SHORT EXERCISE: In the text below about painting for sale versus painting to stretch, reproduce word for word the portion starting at "That begs the" and ending at "paint to stretch.".

Although I may say I am not painting to make my living, I must admit I don’t want to purely paint in my own vacuum and store work or gift it like I did early in my career. Perhaps I am not being genuine when I say it then? I do want to sell most of what I paint. I would like to share what I do with others. It’s gratifying and lucrative and therefor, helpful.

That begs the introspection of assessing why we’re painting in any given day and as a result, the potential censure of painting something that may fail because to fail means it won’t sell. That’s a self defeating loop. We need to continually challenge ourselves and gamble with potential failure. Yes, sometimes we need to paint for the pleasure, and sometimes we need to paint for revenue. Improvement is dependent on challenge so perhaps we should also include, sometimes we paint to stretch.

As for myself, I know I need to continually stretch outside my comfort zone so that I can expand the perimeters of that comfort zone, improve the quality of my work, and succeed more often than I fail by facing the challenges head on. It might actually, potentially, result in more sales.

The captured moment.

Data extracted from a collection:
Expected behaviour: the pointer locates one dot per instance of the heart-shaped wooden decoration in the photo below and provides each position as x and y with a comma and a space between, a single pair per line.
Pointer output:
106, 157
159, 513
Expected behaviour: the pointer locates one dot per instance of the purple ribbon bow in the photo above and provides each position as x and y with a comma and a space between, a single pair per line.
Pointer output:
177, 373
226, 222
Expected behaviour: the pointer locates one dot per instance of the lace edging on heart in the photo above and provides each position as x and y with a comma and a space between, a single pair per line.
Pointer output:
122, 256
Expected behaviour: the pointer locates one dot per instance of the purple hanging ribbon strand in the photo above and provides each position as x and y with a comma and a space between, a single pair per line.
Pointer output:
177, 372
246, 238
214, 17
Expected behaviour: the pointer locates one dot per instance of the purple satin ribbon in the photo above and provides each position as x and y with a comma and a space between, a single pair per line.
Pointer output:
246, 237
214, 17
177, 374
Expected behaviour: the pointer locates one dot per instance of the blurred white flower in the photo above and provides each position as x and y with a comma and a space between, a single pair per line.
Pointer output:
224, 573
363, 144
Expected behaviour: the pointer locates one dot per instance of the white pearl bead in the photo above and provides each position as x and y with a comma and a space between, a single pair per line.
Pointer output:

SOLUTION:
That begs the introspection of assessing why we’re painting in any given day and as a result, the potential censure of painting something that may fail because to fail means it won’t sell. That’s a self defeating loop. We need to continually challenge ourselves and gamble with potential failure. Yes, sometimes we need to paint for the pleasure, and sometimes we need to paint for revenue. Improvement is dependent on challenge so perhaps we should also include, sometimes we paint to stretch.